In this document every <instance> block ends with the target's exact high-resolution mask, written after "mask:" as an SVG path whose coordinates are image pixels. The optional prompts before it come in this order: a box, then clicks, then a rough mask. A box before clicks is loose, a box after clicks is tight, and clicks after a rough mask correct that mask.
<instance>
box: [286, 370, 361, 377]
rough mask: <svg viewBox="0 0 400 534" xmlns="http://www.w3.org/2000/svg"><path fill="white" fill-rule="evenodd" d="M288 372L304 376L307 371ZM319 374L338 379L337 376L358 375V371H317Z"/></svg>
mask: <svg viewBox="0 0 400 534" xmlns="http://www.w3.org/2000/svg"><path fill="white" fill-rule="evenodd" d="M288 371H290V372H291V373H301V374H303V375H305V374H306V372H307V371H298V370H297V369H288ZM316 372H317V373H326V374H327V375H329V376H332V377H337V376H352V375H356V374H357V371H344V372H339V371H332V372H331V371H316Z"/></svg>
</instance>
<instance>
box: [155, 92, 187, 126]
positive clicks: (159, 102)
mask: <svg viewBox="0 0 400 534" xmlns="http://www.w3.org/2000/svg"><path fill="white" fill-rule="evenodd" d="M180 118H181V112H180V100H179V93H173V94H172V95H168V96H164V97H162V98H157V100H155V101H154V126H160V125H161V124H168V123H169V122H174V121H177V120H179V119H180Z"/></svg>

## TASK DESCRIPTION
Copy every line of the entries above without changing anything, from the first line to the last.

## WORKED SOLUTION
In this document every <instance> block ends with the target's exact high-resolution mask, written after "mask:" as an SVG path whose coordinates are image pixels. The optional prompts before it come in this order: a box, then clicks, then a rough mask. A box before clicks is loose, a box after clicks is tight, and clicks after a rough mask correct that mask.
<instance>
box: [286, 370, 361, 377]
rough mask: <svg viewBox="0 0 400 534" xmlns="http://www.w3.org/2000/svg"><path fill="white" fill-rule="evenodd" d="M288 372L304 376L307 371ZM319 374L338 379L337 376L358 375V371H317Z"/></svg>
mask: <svg viewBox="0 0 400 534" xmlns="http://www.w3.org/2000/svg"><path fill="white" fill-rule="evenodd" d="M288 371H290V372H291V373H301V374H303V375H305V374H306V372H307V371H298V370H297V369H288ZM316 372H317V373H326V374H327V375H329V376H332V377H337V376H352V375H356V374H357V371H344V372H339V371H332V372H331V371H316Z"/></svg>
</instance>
<instance>
box: [155, 92, 187, 126]
positive clicks: (159, 102)
mask: <svg viewBox="0 0 400 534" xmlns="http://www.w3.org/2000/svg"><path fill="white" fill-rule="evenodd" d="M180 118H181V112H180V100H179V93H173V94H172V95H168V96H164V97H162V98H157V100H155V101H154V126H160V125H161V124H168V123H169V122H174V121H177V120H179V119H180Z"/></svg>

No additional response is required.